If social media has ever left you with that ambient feeling of unease about your own circumstances, you’re not alone: it turns out social media can indeed make users feel anxious and insecure, according to a new study by the U.K.’s University of Salford sponsored by Anxiety UK, a British non-profit.
The University of Salford’s Business School surveyed 298 Brits about their social media habits, and found that slightly more than half -- 53% -- said that the advent of social networks had changed their own behavior. Within this group, 51% (that’s 27% of the total) said the changes have been at least partly negative.
Among the negative outcomes, the most common was a feeling of insecurity or lack of confidence which resulted when users compared their achievements to their friends; fully two-thirds of users with negative outcomes said the psychological distress made it hard to relax or fall asleep after being on a social media site.
There’s also what might be termed “access anxiety”: 55% of people surveyed admitted to feeling “worried or uncomfortable” if they couldn’t log into Facebook or email. Conversely, 60% of respondents said they deliberately turn off their mobile devices to give themselves a break.

Entries supplied -
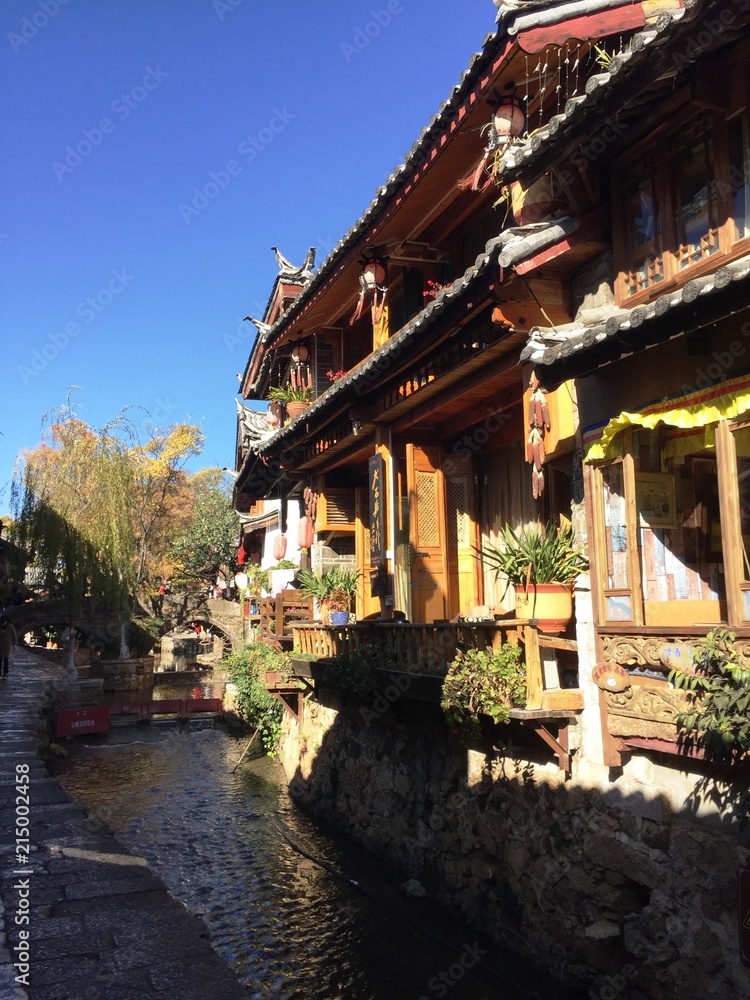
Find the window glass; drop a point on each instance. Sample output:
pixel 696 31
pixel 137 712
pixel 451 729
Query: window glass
pixel 644 230
pixel 739 175
pixel 613 499
pixel 696 198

Your assignment - Copy the text on social media and anxiety from "If social media" up to and including "a British non-profit.", replacing "unease" with "discomfort". Nothing in the records is needed here.

Answer to this problem -
If social media has ever left you with that ambient feeling of discomfort about your own circumstances, you’re not alone: it turns out social media can indeed make users feel anxious and insecure, according to a new study by the U.K.’s University of Salford sponsored by Anxiety UK, a British non-profit.